> **WORK INSTRUCTIONS**: Could you copy the passage of the health care commentary from "The bad news: essential" to "majority of Americans." word for word?

> **EXTRACTED TEXT**:
┄┄┄┄┄┄

I don’t make it a practice to comment on potential legislation before reading it. Speculation takes too much bias and rumors into account which tends to sway the reader (and author) in directions before the truth is even known. I’m making this exception because if reports that Vice President Mike Pence has negotiated a deal with the Freedom Caucus turn out to be true, it could be the best move made by the administration on health care since taking office.

Then again, it might be a big nothingburger.

The good news: limited waivers for the states. This means states have opportunities to bypass certain provisions of the AHCA that would allow them to help drive down premiums.

The bad news: essential health benefits carry over from Obamacare. This will limit the decrease (and even perpetuate increases) in premiums for the vast majority of Americans.

We’ll see how it pans out, but here’s the thing. I know many if not most Republicans are in favor of repealing and replacing Obamacare with the AHCA. It would boost morale and take away certain chunks of the oppressive economic burden that Obamacare has placed on us. However, the details are terrifying to anyone who believes in limiting government and defending the freedoms we hold dear. The original AHCA was a repackaged version of nationalized medicine that would push us further down the road towards financial oblivion and what we’ve seen of the proposed changes don’t change that. It would potentially slow down skyrocketing insurance costs, but it wouldn’t reverse them. In essence, it’s not a solution to Obamacare but a way to spread out the ill effects. We will still be paying way more than we were just a few years ago. We will still be ballooning the national debt and making little impact on our outrageously unbalanced budget.

┄┄┄┄┄┄

> **MATERIAL SUPPLIED**:

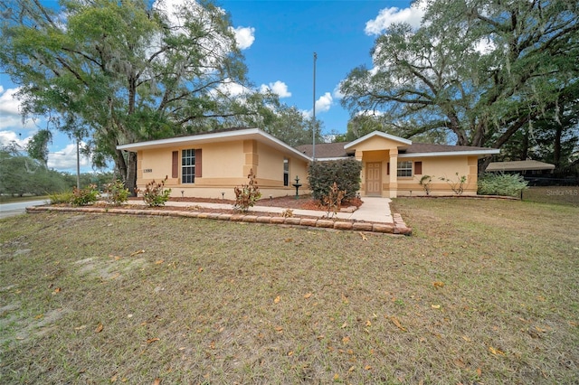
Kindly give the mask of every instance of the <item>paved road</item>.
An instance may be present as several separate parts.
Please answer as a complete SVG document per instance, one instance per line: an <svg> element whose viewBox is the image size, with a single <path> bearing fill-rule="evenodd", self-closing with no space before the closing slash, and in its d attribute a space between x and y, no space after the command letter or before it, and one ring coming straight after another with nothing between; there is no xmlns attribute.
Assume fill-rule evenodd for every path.
<svg viewBox="0 0 579 385"><path fill-rule="evenodd" d="M15 203L0 204L0 218L24 214L26 211L26 207L40 206L42 204L46 204L46 201L26 201L17 202Z"/></svg>

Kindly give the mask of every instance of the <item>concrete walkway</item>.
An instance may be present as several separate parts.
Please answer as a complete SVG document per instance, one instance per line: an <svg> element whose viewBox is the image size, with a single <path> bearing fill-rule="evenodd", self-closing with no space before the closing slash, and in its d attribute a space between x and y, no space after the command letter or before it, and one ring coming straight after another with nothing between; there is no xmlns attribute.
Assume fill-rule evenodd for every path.
<svg viewBox="0 0 579 385"><path fill-rule="evenodd" d="M330 213L330 218L337 218L340 220L352 220L362 221L375 223L393 223L394 222L392 213L390 212L389 198L379 197L364 197L362 199L364 203L354 212L337 212L334 217ZM130 201L128 204L142 204L145 202L139 201ZM259 202L258 202L259 204ZM220 209L220 210L232 210L231 203L209 203L209 202L172 202L168 201L165 203L168 207L204 207L207 209ZM281 215L287 209L284 207L273 207L273 206L253 206L249 210L251 212L273 212ZM303 215L314 218L326 217L327 211L320 211L317 210L300 210L291 209L293 215Z"/></svg>
<svg viewBox="0 0 579 385"><path fill-rule="evenodd" d="M326 211L314 210L291 210L291 216L283 215L288 210L284 207L255 206L247 213L219 213L204 211L203 208L221 209L232 211L231 203L209 203L193 202L167 202L166 206L189 208L189 210L155 210L155 208L123 208L120 207L61 207L36 206L26 208L26 212L41 211L79 211L103 214L128 214L128 215L160 215L172 217L187 217L209 219L228 221L243 221L252 223L269 223L288 226L306 226L311 228L326 228L334 230L346 230L354 231L373 231L394 234L411 235L412 229L407 227L400 214L390 212L390 199L363 198L364 203L354 212L338 212L334 217L327 218ZM130 201L129 205L145 205L142 201ZM199 210L195 210L199 208ZM260 215L260 212L274 213L277 215Z"/></svg>

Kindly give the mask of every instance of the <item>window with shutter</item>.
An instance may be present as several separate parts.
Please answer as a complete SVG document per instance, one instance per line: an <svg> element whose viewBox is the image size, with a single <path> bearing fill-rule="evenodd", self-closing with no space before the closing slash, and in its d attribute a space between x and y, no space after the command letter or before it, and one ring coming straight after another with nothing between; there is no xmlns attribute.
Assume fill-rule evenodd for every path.
<svg viewBox="0 0 579 385"><path fill-rule="evenodd" d="M171 178L179 177L179 152L173 152L173 161L171 163Z"/></svg>
<svg viewBox="0 0 579 385"><path fill-rule="evenodd" d="M414 162L414 174L422 175L422 162Z"/></svg>
<svg viewBox="0 0 579 385"><path fill-rule="evenodd" d="M182 150L181 152L181 183L195 183L195 150Z"/></svg>

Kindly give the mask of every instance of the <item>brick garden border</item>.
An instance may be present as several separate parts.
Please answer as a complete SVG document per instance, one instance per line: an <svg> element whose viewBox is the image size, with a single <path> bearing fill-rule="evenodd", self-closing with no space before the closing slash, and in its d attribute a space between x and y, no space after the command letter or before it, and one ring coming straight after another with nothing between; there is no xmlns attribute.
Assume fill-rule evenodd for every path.
<svg viewBox="0 0 579 385"><path fill-rule="evenodd" d="M372 231L388 234L412 235L413 230L406 226L400 214L393 214L394 223L376 223L368 221L344 221L317 218L270 217L252 214L223 214L204 211L185 211L182 210L138 210L102 207L27 207L26 212L42 211L59 212L91 212L99 214L153 215L162 217L186 217L216 221L282 224L288 226L306 226L323 229L346 230L354 231Z"/></svg>

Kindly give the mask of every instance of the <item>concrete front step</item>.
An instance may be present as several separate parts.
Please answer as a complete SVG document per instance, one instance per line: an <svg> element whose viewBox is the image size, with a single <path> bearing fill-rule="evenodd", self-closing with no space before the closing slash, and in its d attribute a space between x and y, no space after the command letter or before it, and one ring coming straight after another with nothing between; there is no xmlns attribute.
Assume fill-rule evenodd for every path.
<svg viewBox="0 0 579 385"><path fill-rule="evenodd" d="M400 214L394 214L394 221L392 223L369 222L357 221L340 221L339 219L319 218L298 218L298 217L270 217L256 216L254 214L220 214L214 212L189 211L179 210L139 210L103 207L61 207L61 206L33 206L26 208L26 212L34 213L42 211L59 212L92 212L106 214L128 214L128 215L155 215L169 217L187 217L210 219L227 221L242 221L250 223L279 224L286 226L305 226L312 228L345 230L355 231L371 231L389 234L412 235L412 229L407 227Z"/></svg>

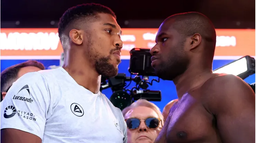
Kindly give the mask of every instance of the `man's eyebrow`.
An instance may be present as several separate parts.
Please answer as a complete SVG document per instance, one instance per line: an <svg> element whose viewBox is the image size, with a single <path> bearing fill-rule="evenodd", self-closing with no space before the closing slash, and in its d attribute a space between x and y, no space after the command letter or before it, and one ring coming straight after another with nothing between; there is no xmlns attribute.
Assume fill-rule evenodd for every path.
<svg viewBox="0 0 256 143"><path fill-rule="evenodd" d="M165 33L165 32L161 33L161 34L157 35L156 36L156 39L157 39L158 38L164 35L167 35L167 34L166 33ZM156 42L156 43L157 43L156 40L155 42Z"/></svg>
<svg viewBox="0 0 256 143"><path fill-rule="evenodd" d="M112 24L110 23L104 23L103 24L103 25L109 25L111 27L112 27L112 28L116 29L117 28L117 26L114 24Z"/></svg>

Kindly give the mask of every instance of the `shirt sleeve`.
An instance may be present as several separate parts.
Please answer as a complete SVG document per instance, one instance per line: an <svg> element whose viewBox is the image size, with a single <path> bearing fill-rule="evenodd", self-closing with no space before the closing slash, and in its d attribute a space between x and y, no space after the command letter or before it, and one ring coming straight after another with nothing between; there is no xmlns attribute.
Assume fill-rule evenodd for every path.
<svg viewBox="0 0 256 143"><path fill-rule="evenodd" d="M1 102L1 129L17 129L43 139L49 92L46 79L41 74L29 73L20 78Z"/></svg>
<svg viewBox="0 0 256 143"><path fill-rule="evenodd" d="M119 117L119 122L120 124L120 127L123 132L124 134L124 143L127 143L127 125L125 121L122 112L120 109L117 108L117 112L118 113L118 117Z"/></svg>

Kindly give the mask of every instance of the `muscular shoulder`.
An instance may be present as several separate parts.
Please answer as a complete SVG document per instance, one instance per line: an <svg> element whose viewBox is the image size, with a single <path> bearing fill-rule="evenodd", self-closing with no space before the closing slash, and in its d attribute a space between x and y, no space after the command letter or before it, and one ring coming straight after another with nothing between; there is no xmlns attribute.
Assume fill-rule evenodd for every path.
<svg viewBox="0 0 256 143"><path fill-rule="evenodd" d="M31 85L34 85L35 84L44 84L47 82L47 81L45 77L40 73L33 72L24 74L14 82L13 85L23 84L26 83Z"/></svg>
<svg viewBox="0 0 256 143"><path fill-rule="evenodd" d="M250 86L231 75L222 74L211 78L202 86L201 91L207 104L213 110L255 101L255 94Z"/></svg>

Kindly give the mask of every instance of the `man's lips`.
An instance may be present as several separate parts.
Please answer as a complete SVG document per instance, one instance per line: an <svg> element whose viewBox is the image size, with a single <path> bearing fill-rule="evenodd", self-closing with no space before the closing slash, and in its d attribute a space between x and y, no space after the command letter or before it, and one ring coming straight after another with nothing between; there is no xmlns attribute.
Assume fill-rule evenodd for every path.
<svg viewBox="0 0 256 143"><path fill-rule="evenodd" d="M113 53L113 54L116 54L117 55L119 55L119 56L121 56L121 52L119 51L115 51Z"/></svg>
<svg viewBox="0 0 256 143"><path fill-rule="evenodd" d="M152 56L151 57L151 62L153 62L153 60L155 60L156 59L158 59L158 58L157 58L154 57L154 56Z"/></svg>
<svg viewBox="0 0 256 143"><path fill-rule="evenodd" d="M141 135L141 136L139 136L139 138L138 138L137 139L139 139L140 138L147 138L149 139L149 138L146 135Z"/></svg>

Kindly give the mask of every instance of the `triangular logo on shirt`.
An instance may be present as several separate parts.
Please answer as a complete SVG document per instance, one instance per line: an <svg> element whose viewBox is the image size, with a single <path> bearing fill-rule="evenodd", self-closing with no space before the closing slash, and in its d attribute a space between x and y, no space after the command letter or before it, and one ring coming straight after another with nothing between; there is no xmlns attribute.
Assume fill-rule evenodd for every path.
<svg viewBox="0 0 256 143"><path fill-rule="evenodd" d="M27 91L28 91L28 94L29 95L29 96L30 96L30 92L29 92L29 89L28 88L28 86L27 85L26 85L25 86L24 86L23 87L21 88L21 89L20 90L20 91L19 91L19 92L18 92L18 93L17 93L17 94L19 93L19 92L20 92L21 90L24 89L27 89Z"/></svg>
<svg viewBox="0 0 256 143"><path fill-rule="evenodd" d="M74 108L74 112L78 112L79 113L82 113L81 109L78 107L77 105L75 105L75 108Z"/></svg>

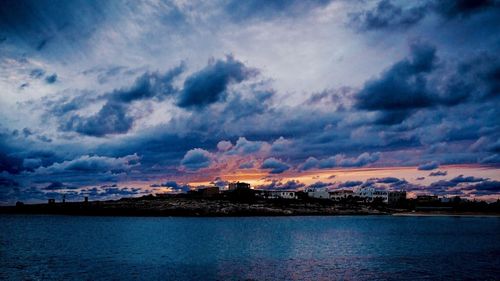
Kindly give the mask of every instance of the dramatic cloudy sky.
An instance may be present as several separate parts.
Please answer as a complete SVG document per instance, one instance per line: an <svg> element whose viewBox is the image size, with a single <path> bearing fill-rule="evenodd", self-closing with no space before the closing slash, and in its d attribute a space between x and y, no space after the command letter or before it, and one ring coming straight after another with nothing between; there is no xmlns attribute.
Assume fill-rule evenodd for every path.
<svg viewBox="0 0 500 281"><path fill-rule="evenodd" d="M497 0L0 1L0 202L500 196Z"/></svg>

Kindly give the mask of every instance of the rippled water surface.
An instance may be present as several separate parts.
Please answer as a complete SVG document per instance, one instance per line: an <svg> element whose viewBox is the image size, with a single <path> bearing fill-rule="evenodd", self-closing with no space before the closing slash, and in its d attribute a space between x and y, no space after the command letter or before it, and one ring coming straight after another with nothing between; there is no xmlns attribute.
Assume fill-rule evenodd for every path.
<svg viewBox="0 0 500 281"><path fill-rule="evenodd" d="M0 280L500 278L500 218L0 216Z"/></svg>

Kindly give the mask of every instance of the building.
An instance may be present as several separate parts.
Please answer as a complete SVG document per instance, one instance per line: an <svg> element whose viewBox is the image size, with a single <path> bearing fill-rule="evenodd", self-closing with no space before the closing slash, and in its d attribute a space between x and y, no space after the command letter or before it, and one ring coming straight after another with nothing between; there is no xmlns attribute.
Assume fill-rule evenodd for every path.
<svg viewBox="0 0 500 281"><path fill-rule="evenodd" d="M255 195L264 199L298 199L293 190L256 190Z"/></svg>
<svg viewBox="0 0 500 281"><path fill-rule="evenodd" d="M437 195L417 195L417 203L436 203L439 202Z"/></svg>
<svg viewBox="0 0 500 281"><path fill-rule="evenodd" d="M374 187L360 187L355 196L366 202L381 201L386 204L394 204L406 200L406 191L379 190Z"/></svg>
<svg viewBox="0 0 500 281"><path fill-rule="evenodd" d="M330 193L327 188L308 188L306 189L307 196L316 199L330 199Z"/></svg>
<svg viewBox="0 0 500 281"><path fill-rule="evenodd" d="M330 199L333 201L344 201L354 196L354 192L352 190L334 190L329 193Z"/></svg>
<svg viewBox="0 0 500 281"><path fill-rule="evenodd" d="M206 188L198 189L201 197L214 197L219 195L219 187L218 186L210 186Z"/></svg>
<svg viewBox="0 0 500 281"><path fill-rule="evenodd" d="M237 189L250 189L250 184L246 182L229 183L228 190L237 190Z"/></svg>

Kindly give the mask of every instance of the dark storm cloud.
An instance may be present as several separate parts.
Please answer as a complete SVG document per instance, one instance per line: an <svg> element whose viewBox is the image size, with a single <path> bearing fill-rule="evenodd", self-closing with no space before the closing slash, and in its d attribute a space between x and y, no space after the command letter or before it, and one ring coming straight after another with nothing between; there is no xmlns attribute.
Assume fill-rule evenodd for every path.
<svg viewBox="0 0 500 281"><path fill-rule="evenodd" d="M65 185L62 182L59 181L54 181L51 182L49 185L44 187L44 190L61 190L61 189L71 189L72 187Z"/></svg>
<svg viewBox="0 0 500 281"><path fill-rule="evenodd" d="M298 16L316 7L324 7L331 0L230 0L225 6L226 13L234 21L249 19L272 19L281 16Z"/></svg>
<svg viewBox="0 0 500 281"><path fill-rule="evenodd" d="M260 166L261 169L271 169L269 171L271 174L281 174L284 171L290 169L290 166L281 160L278 160L274 157L267 158L262 162L262 165Z"/></svg>
<svg viewBox="0 0 500 281"><path fill-rule="evenodd" d="M41 68L36 68L36 69L33 69L31 70L30 72L30 77L31 78L34 78L34 79L38 79L38 78L41 78L42 76L45 75L45 70L41 69Z"/></svg>
<svg viewBox="0 0 500 281"><path fill-rule="evenodd" d="M184 81L178 105L185 108L203 108L226 98L227 87L257 74L255 69L227 56L225 60L210 61L202 70Z"/></svg>
<svg viewBox="0 0 500 281"><path fill-rule="evenodd" d="M316 159L315 157L309 157L301 165L300 170L306 171L313 168L319 169L330 169L335 167L363 167L368 164L377 162L380 159L380 152L361 153L358 157L346 157L342 154L337 154L335 156L331 156L328 158L324 158L321 160Z"/></svg>
<svg viewBox="0 0 500 281"><path fill-rule="evenodd" d="M56 0L50 4L37 0L5 0L0 3L0 30L3 35L38 51L44 51L49 45L57 48L63 37L65 43L72 43L94 33L95 26L105 20L104 11L109 4L80 0Z"/></svg>
<svg viewBox="0 0 500 281"><path fill-rule="evenodd" d="M490 194L491 193L498 194L500 193L500 181L490 181L490 180L483 181L481 183L472 185L471 189L480 191L483 194L488 194L485 193L484 191L488 191L490 192Z"/></svg>
<svg viewBox="0 0 500 281"><path fill-rule="evenodd" d="M258 185L256 189L264 189L264 190L298 190L306 185L298 180L289 180L286 182L282 182L279 180L272 180L269 184Z"/></svg>
<svg viewBox="0 0 500 281"><path fill-rule="evenodd" d="M121 103L108 102L99 112L90 117L72 116L61 128L83 135L102 137L108 134L126 133L132 128L134 119L127 115L127 107Z"/></svg>
<svg viewBox="0 0 500 281"><path fill-rule="evenodd" d="M164 74L158 72L144 73L135 80L130 88L115 90L108 94L108 96L111 100L122 103L151 98L162 100L177 91L172 82L184 69L185 65L181 63Z"/></svg>
<svg viewBox="0 0 500 281"><path fill-rule="evenodd" d="M57 81L57 74L52 74L47 77L45 77L45 82L47 84L54 84Z"/></svg>
<svg viewBox="0 0 500 281"><path fill-rule="evenodd" d="M435 1L434 8L439 14L448 18L466 17L488 9L498 9L497 0L441 0Z"/></svg>
<svg viewBox="0 0 500 281"><path fill-rule="evenodd" d="M436 171L436 172L432 172L429 174L429 177L440 177L440 176L446 176L448 174L448 172L446 171Z"/></svg>
<svg viewBox="0 0 500 281"><path fill-rule="evenodd" d="M374 30L383 28L408 28L424 18L427 5L403 8L394 5L390 0L378 2L373 10L354 13L351 24L361 30Z"/></svg>
<svg viewBox="0 0 500 281"><path fill-rule="evenodd" d="M181 165L191 171L207 168L211 163L212 155L201 148L189 150L181 160Z"/></svg>
<svg viewBox="0 0 500 281"><path fill-rule="evenodd" d="M61 125L64 131L75 131L83 135L102 137L109 134L127 133L133 126L134 117L130 116L129 104L136 100L156 98L162 100L174 94L177 90L172 85L173 80L182 73L184 64L180 64L164 74L144 73L137 78L129 88L115 90L103 95L104 106L96 114L89 117L73 115ZM57 105L54 111L65 114L79 109L82 103L92 100L74 98L63 106Z"/></svg>
<svg viewBox="0 0 500 281"><path fill-rule="evenodd" d="M241 163L239 168L240 169L251 169L251 168L253 168L253 166L254 166L253 162L245 162L245 163Z"/></svg>
<svg viewBox="0 0 500 281"><path fill-rule="evenodd" d="M169 187L174 191L187 192L190 190L190 186L187 184L180 184L176 181L166 181L161 184L152 184L150 187Z"/></svg>
<svg viewBox="0 0 500 281"><path fill-rule="evenodd" d="M463 19L482 12L500 11L497 0L428 0L400 4L401 1L379 1L372 9L352 13L350 25L361 31L404 30L432 12L445 19Z"/></svg>
<svg viewBox="0 0 500 281"><path fill-rule="evenodd" d="M426 44L413 44L408 59L385 71L378 79L365 83L356 95L356 107L383 111L393 115L379 119L382 124L399 123L413 109L433 105L426 74L435 68L436 49ZM396 118L395 118L396 117Z"/></svg>
<svg viewBox="0 0 500 281"><path fill-rule="evenodd" d="M339 188L351 188L355 186L361 185L363 182L362 181L346 181L341 184L339 184Z"/></svg>
<svg viewBox="0 0 500 281"><path fill-rule="evenodd" d="M223 180L220 177L216 177L213 181L210 182L210 184L213 184L219 188L224 188L224 187L228 186L229 182Z"/></svg>
<svg viewBox="0 0 500 281"><path fill-rule="evenodd" d="M424 164L421 164L420 166L418 166L418 169L421 171L429 171L429 170L434 170L437 168L439 168L439 163L436 161L424 163Z"/></svg>
<svg viewBox="0 0 500 281"><path fill-rule="evenodd" d="M331 182L322 182L322 181L317 181L311 185L309 185L308 187L309 188L325 188L325 187L329 187L329 186L332 186L333 183Z"/></svg>
<svg viewBox="0 0 500 281"><path fill-rule="evenodd" d="M398 179L395 177L377 178L377 179L373 179L373 181L375 181L377 183L386 183L386 184L391 184L391 185L401 185L401 184L407 183L406 180Z"/></svg>

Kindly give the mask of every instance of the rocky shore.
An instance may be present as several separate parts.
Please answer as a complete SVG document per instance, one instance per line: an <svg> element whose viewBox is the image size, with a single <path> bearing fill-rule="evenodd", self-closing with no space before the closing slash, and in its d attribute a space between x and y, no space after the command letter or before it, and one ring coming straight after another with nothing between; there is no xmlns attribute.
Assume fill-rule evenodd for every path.
<svg viewBox="0 0 500 281"><path fill-rule="evenodd" d="M0 213L102 216L298 216L380 215L386 210L366 205L334 205L311 201L261 200L238 202L226 199L128 198L116 201L53 203L0 207Z"/></svg>

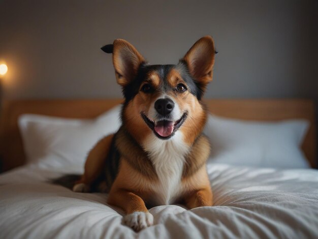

┄┄┄┄┄┄

> **SOLUTION FOR THIS EXERCISE**:
The bad news: essential health benefits carry over from Obamacare. This will limit the decrease (and even perpetuate increases) in premiums for the vast majority of Americans.